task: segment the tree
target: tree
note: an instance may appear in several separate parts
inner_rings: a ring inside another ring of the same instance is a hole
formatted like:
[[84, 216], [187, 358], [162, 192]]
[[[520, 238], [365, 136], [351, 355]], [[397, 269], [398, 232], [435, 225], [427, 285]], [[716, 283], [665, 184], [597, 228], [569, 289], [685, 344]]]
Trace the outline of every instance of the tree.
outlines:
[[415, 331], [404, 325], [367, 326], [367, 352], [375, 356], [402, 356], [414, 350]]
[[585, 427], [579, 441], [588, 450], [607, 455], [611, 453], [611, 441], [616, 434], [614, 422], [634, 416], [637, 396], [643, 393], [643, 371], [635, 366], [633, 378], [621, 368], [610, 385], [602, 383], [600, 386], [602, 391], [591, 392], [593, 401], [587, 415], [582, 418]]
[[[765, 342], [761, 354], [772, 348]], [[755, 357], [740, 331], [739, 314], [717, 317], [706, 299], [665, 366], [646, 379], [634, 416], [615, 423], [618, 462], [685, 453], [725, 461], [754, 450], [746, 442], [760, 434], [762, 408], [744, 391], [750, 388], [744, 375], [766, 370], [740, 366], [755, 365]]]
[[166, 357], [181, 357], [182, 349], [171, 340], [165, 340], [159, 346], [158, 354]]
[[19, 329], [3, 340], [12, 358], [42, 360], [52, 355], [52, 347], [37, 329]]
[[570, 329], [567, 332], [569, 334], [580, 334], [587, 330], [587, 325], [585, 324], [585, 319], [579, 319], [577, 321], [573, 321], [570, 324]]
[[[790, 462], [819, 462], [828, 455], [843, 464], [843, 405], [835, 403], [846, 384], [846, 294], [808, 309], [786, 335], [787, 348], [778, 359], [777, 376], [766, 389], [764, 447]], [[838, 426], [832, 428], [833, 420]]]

_Exercise details_.
Copy the entries from the beginning through the line that contains "321], [570, 324]]", including both ends, with each line reproduced identically.

_Reply_.
task: segment the tree
target: tree
note: an instance may appear in several separate parts
inner_rings: a ring inside another ring of the same instance is a hole
formatted like:
[[84, 216], [187, 358], [162, 192]]
[[[520, 238], [365, 136], [351, 355]], [[397, 269], [398, 232], [435, 225], [427, 285]], [[716, 283], [665, 184], [597, 228], [569, 289], [685, 344]]]
Trace the outline of every instance of the tree.
outlines:
[[415, 331], [404, 325], [367, 326], [367, 352], [375, 356], [402, 356], [414, 350]]
[[585, 427], [579, 441], [588, 450], [607, 455], [611, 453], [611, 441], [616, 434], [614, 422], [634, 416], [637, 396], [643, 393], [643, 371], [635, 366], [633, 378], [621, 368], [610, 385], [602, 383], [600, 386], [602, 391], [591, 392], [593, 401], [587, 415], [582, 418]]
[[[765, 342], [761, 354], [772, 348]], [[755, 357], [740, 331], [739, 314], [717, 317], [706, 299], [665, 366], [646, 379], [634, 416], [615, 423], [618, 462], [685, 453], [725, 461], [754, 450], [746, 442], [760, 434], [762, 408], [744, 391], [750, 388], [744, 375], [766, 370], [740, 366], [755, 365]]]
[[166, 357], [181, 357], [182, 349], [171, 340], [165, 340], [159, 346], [158, 354]]
[[19, 329], [3, 340], [12, 358], [42, 360], [52, 355], [52, 347], [37, 329]]
[[570, 329], [567, 332], [569, 334], [580, 334], [587, 330], [587, 325], [585, 324], [585, 319], [579, 319], [577, 321], [573, 321], [570, 324]]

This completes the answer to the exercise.